## What is expected
Reproduce verbatim the final portion of the material below, from the line containing "the pig's hoof" through its last line, and nothing else.

## Information shown

********************

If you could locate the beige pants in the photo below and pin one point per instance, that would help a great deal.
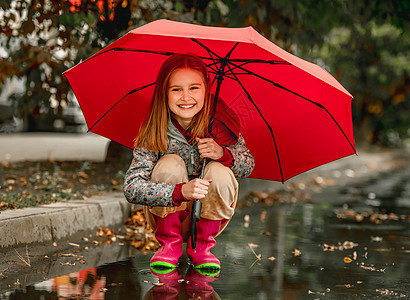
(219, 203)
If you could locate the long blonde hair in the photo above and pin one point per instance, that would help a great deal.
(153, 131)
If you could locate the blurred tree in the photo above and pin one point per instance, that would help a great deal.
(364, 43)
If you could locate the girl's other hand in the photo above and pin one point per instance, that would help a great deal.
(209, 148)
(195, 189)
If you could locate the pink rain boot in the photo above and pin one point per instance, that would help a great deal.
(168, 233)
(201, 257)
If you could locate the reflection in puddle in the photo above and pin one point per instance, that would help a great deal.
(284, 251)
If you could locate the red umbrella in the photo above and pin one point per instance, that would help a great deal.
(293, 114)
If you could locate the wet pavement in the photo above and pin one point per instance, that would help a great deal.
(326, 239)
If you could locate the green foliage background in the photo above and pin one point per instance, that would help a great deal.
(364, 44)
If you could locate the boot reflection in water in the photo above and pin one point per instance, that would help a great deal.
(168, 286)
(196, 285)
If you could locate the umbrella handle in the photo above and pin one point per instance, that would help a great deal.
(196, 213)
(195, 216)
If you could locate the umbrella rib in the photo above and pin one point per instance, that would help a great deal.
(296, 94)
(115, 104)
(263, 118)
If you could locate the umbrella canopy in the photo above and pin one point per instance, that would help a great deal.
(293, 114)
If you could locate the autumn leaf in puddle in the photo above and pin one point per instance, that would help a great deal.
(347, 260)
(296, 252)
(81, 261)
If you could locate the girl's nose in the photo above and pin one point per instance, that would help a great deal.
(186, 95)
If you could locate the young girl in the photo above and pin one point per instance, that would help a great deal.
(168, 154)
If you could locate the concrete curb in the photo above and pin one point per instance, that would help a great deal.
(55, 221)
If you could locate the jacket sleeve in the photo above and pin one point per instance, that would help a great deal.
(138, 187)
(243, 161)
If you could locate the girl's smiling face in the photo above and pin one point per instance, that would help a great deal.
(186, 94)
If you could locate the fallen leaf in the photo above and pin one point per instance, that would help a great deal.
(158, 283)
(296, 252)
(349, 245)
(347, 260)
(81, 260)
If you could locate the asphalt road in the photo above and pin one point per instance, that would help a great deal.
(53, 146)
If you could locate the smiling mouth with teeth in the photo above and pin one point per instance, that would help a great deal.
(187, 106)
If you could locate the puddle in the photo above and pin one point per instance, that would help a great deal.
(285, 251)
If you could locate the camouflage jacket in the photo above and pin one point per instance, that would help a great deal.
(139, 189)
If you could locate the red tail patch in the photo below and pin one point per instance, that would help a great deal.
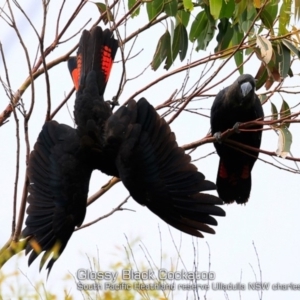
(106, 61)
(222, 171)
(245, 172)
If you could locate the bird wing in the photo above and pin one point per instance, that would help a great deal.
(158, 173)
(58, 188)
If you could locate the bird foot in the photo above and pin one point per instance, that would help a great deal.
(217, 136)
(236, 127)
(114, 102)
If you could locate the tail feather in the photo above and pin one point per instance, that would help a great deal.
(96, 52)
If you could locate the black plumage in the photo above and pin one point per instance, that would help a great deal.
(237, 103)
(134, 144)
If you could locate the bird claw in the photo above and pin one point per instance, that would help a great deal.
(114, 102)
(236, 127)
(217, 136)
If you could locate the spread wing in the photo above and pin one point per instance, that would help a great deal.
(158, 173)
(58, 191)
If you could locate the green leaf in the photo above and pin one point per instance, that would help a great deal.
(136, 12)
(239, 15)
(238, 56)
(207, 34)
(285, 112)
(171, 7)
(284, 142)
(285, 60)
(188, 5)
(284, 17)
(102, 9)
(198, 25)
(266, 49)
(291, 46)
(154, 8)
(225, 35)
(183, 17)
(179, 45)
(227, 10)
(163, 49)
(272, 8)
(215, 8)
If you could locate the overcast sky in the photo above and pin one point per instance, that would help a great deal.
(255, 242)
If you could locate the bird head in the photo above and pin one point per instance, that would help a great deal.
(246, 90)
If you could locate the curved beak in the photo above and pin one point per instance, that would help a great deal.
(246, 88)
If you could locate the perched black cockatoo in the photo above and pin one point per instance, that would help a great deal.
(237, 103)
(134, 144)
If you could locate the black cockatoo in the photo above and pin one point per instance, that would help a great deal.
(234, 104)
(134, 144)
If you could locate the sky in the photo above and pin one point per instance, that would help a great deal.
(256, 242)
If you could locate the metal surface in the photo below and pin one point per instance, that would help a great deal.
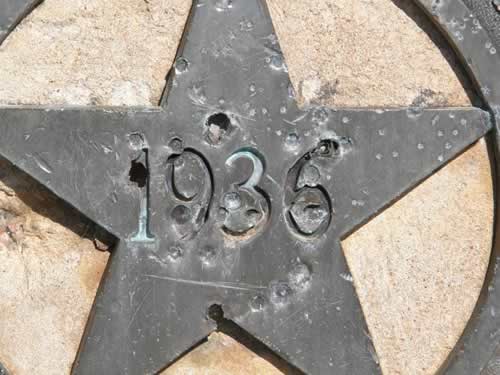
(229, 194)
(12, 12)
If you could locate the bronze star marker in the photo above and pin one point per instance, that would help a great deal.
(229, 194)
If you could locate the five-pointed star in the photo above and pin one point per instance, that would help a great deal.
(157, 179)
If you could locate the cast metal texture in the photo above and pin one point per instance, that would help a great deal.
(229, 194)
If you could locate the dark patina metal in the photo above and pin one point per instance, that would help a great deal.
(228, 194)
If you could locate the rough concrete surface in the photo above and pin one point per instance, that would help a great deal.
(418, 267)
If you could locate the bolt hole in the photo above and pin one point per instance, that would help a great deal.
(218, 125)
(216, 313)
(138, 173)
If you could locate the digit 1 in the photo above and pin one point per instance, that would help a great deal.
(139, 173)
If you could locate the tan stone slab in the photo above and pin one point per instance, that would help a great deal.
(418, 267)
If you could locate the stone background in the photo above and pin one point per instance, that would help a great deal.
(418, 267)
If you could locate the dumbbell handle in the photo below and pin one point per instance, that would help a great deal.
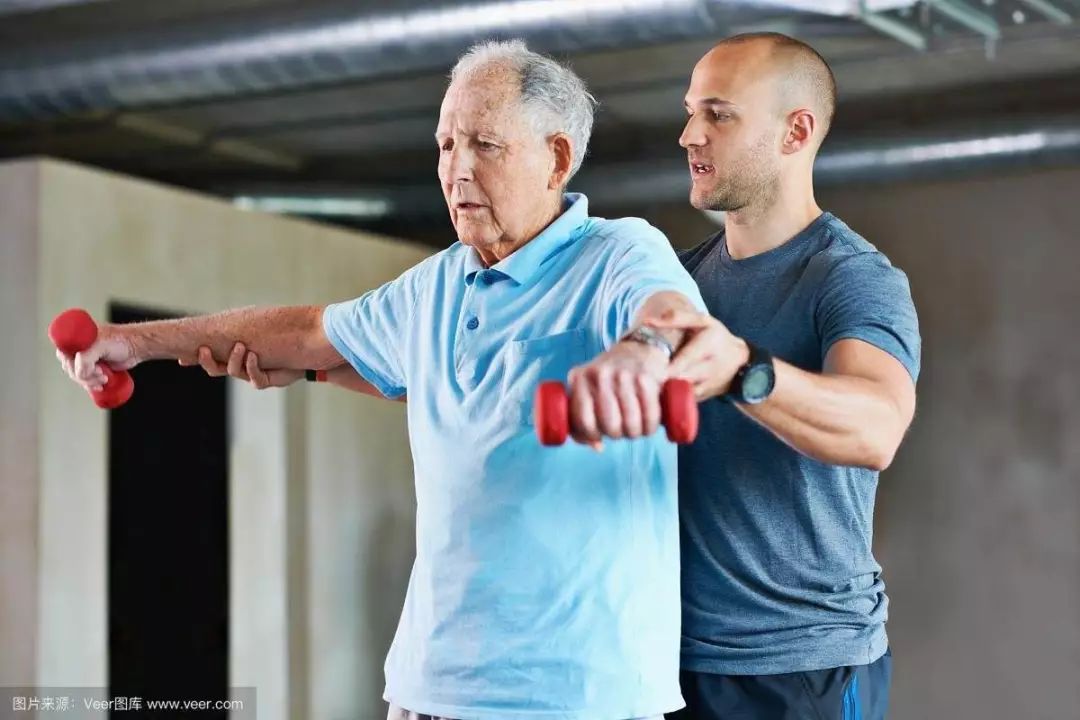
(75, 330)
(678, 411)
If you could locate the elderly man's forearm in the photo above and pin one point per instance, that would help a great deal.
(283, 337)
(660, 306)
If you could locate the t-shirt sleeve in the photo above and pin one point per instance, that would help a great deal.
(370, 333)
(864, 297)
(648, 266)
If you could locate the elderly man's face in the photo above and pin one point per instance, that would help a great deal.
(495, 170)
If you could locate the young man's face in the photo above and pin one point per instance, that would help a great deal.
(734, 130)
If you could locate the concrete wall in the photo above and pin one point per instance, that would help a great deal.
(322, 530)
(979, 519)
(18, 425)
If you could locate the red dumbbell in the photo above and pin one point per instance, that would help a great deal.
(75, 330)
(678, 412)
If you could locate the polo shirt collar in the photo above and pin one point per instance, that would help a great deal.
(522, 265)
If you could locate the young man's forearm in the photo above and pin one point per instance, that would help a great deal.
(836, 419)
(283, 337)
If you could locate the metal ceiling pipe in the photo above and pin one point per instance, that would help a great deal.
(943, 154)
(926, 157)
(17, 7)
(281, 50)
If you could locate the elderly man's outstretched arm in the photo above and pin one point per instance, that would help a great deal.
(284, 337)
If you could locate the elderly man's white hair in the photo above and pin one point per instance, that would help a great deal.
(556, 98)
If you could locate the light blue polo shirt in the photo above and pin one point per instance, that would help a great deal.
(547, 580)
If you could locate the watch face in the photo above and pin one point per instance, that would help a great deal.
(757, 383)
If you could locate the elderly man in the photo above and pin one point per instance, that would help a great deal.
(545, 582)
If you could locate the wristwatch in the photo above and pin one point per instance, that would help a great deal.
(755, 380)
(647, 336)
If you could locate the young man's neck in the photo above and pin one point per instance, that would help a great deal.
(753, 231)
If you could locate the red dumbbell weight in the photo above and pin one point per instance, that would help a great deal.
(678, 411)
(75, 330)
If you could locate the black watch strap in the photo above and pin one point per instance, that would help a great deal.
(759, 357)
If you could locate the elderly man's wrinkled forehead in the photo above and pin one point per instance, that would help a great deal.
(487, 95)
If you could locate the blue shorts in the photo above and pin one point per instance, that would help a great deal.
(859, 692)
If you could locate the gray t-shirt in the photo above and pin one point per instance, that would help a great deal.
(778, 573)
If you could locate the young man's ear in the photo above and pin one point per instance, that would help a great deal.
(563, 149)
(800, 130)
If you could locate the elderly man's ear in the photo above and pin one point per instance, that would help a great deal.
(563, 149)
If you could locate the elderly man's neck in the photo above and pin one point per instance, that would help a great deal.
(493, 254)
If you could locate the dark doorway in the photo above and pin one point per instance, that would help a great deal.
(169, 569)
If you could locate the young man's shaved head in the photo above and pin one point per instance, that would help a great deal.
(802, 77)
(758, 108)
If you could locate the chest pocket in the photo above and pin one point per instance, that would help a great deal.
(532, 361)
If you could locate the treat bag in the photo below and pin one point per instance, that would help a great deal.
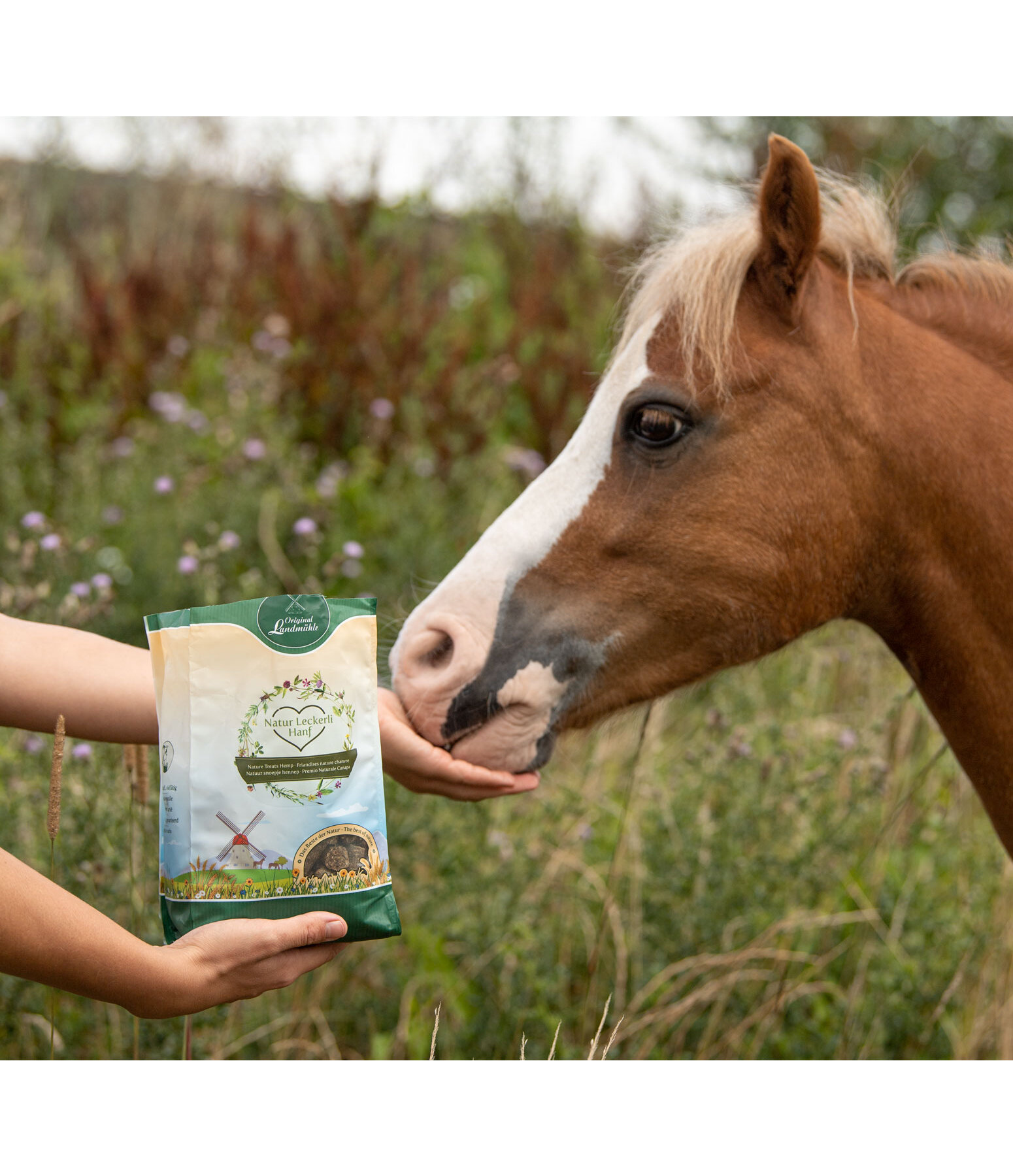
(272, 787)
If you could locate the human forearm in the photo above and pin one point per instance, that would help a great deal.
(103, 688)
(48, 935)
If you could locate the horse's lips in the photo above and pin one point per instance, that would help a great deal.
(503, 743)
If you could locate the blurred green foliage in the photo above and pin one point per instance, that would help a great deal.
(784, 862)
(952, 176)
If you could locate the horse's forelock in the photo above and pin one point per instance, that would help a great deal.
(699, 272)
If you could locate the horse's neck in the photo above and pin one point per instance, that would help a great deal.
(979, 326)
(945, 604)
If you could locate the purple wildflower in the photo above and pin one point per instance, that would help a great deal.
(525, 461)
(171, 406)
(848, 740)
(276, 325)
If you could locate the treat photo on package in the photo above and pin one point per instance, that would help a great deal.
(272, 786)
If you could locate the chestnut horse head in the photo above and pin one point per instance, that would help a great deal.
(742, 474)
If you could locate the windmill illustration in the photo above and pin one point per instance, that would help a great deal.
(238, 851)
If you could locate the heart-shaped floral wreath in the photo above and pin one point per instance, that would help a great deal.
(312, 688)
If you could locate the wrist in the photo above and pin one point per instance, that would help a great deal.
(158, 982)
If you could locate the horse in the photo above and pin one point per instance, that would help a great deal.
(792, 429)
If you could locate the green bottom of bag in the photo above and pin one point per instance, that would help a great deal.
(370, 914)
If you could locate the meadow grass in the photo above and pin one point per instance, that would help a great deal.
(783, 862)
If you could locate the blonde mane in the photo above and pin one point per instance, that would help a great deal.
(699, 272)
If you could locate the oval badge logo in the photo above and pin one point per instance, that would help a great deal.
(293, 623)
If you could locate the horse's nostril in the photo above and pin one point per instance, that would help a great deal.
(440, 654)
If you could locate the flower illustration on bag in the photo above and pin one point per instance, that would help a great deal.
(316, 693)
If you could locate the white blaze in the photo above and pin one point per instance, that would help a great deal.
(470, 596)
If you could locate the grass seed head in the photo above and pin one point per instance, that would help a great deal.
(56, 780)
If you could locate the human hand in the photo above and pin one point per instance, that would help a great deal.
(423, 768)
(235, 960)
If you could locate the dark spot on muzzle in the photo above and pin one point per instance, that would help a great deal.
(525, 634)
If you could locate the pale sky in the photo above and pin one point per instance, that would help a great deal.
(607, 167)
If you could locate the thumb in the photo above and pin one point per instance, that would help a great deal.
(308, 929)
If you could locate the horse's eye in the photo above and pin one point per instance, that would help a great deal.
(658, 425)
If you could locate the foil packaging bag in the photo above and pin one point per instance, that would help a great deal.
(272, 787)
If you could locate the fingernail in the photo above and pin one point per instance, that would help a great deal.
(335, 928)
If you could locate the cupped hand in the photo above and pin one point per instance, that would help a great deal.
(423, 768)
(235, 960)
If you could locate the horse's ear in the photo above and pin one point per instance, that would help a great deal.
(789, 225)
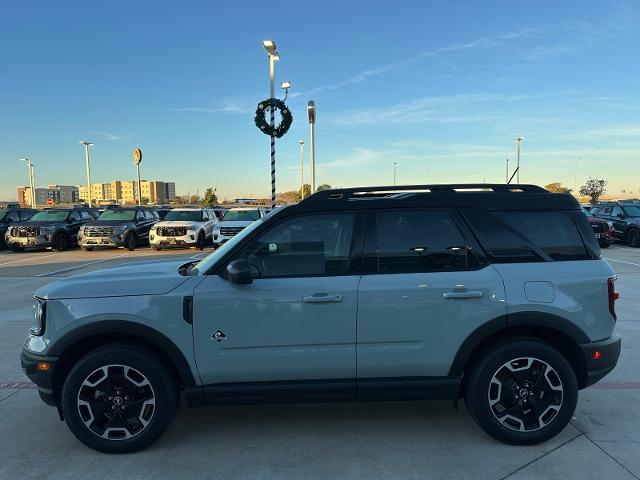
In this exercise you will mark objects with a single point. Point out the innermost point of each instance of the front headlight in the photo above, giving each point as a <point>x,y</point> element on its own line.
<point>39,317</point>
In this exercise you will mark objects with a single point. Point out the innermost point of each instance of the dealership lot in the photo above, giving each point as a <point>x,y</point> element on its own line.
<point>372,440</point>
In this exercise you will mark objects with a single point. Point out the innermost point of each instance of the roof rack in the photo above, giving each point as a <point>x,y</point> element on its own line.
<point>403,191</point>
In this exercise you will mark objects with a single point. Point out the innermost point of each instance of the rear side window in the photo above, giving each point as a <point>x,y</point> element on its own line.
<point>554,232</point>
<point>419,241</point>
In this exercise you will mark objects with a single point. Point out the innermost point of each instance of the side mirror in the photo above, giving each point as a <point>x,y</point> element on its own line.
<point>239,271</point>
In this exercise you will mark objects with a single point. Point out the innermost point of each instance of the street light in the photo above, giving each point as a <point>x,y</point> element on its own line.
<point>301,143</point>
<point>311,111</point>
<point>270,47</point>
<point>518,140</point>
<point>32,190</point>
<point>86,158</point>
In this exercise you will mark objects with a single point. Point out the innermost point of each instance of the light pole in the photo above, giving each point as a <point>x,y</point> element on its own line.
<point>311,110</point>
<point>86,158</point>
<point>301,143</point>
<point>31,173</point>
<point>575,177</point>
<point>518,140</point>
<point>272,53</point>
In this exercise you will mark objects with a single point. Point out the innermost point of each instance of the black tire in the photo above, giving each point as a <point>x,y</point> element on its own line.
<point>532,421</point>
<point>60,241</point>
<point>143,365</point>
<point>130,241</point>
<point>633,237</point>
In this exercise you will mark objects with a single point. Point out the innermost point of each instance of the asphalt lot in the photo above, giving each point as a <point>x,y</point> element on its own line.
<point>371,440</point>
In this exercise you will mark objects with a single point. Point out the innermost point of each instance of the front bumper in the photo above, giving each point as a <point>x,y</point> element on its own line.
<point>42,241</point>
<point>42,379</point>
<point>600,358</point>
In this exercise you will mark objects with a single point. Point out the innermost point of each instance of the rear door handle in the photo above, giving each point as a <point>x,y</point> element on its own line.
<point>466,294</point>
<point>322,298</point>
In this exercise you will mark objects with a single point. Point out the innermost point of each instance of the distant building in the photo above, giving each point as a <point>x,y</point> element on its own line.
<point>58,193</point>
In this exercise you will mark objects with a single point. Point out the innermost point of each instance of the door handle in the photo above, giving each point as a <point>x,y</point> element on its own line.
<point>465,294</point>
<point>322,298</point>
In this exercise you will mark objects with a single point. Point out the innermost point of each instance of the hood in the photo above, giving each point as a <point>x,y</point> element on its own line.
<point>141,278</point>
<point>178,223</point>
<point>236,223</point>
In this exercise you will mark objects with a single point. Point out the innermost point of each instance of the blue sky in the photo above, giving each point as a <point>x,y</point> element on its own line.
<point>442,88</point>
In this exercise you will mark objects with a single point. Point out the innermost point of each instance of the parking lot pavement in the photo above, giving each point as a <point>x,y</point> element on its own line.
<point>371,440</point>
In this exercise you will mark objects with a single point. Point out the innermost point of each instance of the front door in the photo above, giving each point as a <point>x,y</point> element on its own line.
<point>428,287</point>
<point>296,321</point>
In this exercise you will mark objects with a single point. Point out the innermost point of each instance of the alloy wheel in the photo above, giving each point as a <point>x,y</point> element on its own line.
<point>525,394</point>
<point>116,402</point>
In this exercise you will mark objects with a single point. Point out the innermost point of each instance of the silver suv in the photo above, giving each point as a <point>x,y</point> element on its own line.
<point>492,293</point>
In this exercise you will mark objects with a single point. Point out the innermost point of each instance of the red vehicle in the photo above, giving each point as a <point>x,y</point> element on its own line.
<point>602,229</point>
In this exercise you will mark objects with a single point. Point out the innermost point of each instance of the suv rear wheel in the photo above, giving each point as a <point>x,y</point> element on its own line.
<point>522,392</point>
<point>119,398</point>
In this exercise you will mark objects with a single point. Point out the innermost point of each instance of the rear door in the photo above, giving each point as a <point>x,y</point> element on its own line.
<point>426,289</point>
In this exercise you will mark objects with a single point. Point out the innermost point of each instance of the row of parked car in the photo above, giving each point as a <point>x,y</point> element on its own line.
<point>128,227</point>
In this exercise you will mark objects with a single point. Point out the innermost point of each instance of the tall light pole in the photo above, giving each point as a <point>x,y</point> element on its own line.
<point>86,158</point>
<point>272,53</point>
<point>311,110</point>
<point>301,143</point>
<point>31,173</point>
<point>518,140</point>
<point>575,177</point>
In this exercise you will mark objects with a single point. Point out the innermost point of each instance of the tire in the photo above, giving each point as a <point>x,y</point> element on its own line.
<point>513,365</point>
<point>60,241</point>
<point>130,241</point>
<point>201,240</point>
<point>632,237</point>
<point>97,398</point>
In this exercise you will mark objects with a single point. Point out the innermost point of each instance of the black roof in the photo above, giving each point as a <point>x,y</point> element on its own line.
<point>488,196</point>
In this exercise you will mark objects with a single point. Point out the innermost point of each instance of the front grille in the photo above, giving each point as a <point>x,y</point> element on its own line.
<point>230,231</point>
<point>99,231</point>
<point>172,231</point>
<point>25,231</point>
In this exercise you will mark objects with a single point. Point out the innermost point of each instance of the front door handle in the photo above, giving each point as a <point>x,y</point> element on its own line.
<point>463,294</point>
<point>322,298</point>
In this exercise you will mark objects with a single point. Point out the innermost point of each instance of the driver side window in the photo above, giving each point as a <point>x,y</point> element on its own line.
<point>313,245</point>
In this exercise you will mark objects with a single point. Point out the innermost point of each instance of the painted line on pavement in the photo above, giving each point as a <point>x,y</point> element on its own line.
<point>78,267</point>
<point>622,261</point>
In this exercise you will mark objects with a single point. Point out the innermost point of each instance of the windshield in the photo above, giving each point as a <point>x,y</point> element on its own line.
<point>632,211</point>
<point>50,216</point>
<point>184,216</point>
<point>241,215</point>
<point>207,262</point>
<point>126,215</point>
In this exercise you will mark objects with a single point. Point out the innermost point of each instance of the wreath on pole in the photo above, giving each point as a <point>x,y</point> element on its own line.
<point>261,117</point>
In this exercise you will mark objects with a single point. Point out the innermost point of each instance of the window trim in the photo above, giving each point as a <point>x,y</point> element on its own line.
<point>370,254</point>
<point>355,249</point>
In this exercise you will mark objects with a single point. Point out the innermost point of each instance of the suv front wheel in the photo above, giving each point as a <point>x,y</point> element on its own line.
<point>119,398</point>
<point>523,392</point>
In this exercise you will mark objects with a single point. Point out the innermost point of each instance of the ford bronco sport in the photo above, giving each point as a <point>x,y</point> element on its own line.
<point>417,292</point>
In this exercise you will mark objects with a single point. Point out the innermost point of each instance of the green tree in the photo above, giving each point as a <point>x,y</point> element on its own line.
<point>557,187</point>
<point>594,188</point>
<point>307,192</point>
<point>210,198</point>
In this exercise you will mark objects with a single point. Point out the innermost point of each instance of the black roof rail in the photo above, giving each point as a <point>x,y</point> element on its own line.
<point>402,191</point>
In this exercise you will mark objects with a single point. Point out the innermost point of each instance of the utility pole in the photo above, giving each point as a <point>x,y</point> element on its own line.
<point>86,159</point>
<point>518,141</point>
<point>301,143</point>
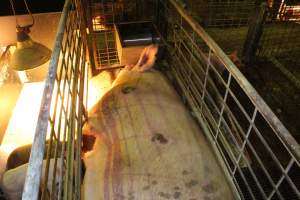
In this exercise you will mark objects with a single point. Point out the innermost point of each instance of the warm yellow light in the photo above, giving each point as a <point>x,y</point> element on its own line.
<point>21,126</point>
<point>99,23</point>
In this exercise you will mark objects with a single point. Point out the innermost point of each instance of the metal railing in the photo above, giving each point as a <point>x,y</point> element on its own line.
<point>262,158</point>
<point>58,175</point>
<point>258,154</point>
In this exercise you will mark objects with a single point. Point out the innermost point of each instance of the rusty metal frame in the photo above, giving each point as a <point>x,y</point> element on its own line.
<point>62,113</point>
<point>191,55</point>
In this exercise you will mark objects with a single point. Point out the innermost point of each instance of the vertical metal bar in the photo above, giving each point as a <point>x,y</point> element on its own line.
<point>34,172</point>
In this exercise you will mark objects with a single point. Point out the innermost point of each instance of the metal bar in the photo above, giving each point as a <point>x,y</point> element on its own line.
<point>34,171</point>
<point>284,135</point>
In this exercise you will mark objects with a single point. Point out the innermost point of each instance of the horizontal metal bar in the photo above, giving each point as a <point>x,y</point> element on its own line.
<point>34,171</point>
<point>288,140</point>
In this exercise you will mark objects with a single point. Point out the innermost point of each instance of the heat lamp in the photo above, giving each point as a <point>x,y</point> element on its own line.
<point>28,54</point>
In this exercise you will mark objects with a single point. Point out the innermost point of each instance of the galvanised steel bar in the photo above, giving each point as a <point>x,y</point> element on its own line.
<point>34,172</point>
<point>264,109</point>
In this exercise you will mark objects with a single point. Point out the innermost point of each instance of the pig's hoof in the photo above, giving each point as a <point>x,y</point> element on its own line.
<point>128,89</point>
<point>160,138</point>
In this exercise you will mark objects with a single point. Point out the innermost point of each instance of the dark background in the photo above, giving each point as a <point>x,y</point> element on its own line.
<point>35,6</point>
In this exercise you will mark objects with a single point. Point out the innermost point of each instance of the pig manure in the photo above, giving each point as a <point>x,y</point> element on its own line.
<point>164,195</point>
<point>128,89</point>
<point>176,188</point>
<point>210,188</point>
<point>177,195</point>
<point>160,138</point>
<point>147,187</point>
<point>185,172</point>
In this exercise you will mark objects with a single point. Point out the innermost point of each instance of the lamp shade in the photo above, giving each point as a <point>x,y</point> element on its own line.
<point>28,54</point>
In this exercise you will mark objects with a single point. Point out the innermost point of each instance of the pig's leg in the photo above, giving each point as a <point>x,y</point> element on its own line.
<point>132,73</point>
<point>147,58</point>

********************

## Final answer
In this exercise you will mark objects with a single point. Point out the innermost point of each instance of the pig's hoof in the photo above, giving each point as a <point>x,y</point> element on its own line.
<point>128,89</point>
<point>160,138</point>
In this exercise you will mark objects with a single point. Point out the innermost point of each instance of the dark background in the photo above, giving each point as a <point>x,y</point> element on its own line.
<point>35,6</point>
In this exercise you will mark objects with a single point. Point out the innermost point of each instance of the pig manure in the photo above, giving each point as a <point>x,y</point> element on its own line.
<point>164,195</point>
<point>128,89</point>
<point>176,188</point>
<point>210,188</point>
<point>177,195</point>
<point>160,138</point>
<point>147,187</point>
<point>185,172</point>
In this exercise you will mark objects with a single point. Point out the innermost point of each instance of the lamp shade in the photo above, giving each point as a <point>x,y</point> element on its own line.
<point>28,54</point>
In this exercise you will mark objects with a single point. Point out the innermost point of each instance of the pig's leg in the photo above, giving each point as a <point>x,y</point> element on its own line.
<point>132,73</point>
<point>147,58</point>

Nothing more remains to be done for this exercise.